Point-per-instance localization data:
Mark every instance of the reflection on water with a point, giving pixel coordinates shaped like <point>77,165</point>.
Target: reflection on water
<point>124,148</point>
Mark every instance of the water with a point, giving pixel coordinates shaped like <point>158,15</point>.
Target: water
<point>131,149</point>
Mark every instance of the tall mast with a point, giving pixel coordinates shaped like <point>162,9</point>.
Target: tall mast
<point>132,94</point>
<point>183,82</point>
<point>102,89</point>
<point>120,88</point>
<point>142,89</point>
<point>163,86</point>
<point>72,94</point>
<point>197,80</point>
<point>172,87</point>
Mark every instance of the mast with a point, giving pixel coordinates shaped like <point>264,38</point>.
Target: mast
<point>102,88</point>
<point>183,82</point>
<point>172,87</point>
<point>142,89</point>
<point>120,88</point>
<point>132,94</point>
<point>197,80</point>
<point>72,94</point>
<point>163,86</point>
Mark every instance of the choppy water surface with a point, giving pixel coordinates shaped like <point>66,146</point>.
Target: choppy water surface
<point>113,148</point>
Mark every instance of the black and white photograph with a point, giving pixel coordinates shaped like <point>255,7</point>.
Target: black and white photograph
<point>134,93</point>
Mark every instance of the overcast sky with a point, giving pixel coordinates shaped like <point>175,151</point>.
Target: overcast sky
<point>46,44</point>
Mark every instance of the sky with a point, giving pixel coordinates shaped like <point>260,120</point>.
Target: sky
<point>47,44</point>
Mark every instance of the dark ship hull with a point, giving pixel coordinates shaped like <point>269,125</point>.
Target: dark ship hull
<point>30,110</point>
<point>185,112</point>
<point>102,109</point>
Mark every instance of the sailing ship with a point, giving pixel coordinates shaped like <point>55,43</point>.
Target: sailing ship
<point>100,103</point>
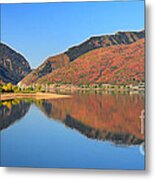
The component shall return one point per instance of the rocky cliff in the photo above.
(13, 66)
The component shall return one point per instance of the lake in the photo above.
(88, 130)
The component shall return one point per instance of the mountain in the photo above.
(55, 62)
(122, 64)
(13, 66)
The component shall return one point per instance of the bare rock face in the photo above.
(13, 66)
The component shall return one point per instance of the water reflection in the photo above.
(103, 117)
(11, 111)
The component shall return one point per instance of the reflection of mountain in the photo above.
(103, 117)
(10, 114)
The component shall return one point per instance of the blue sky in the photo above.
(41, 30)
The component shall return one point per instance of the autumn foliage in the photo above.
(123, 64)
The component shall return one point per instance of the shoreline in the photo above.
(9, 96)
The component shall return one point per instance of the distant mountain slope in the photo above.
(122, 64)
(71, 54)
(13, 66)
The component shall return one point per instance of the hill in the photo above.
(122, 64)
(55, 62)
(13, 66)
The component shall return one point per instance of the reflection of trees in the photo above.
(103, 117)
(11, 111)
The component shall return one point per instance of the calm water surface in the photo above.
(89, 130)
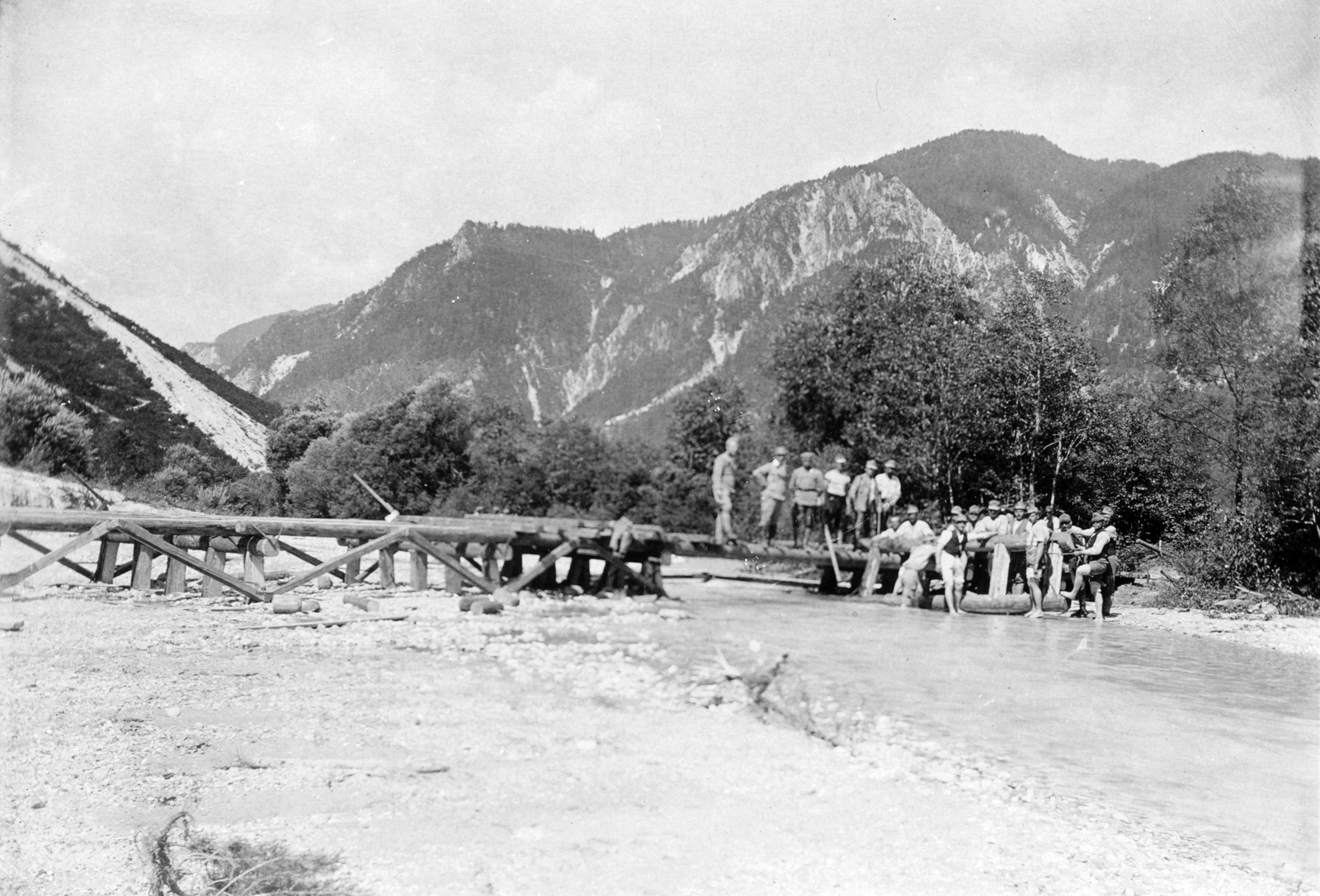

§ **DESCRIPTION OF THE TASK**
Report how many lines in this data include the string "giving", and nothing else.

§ **THE ANSWER**
10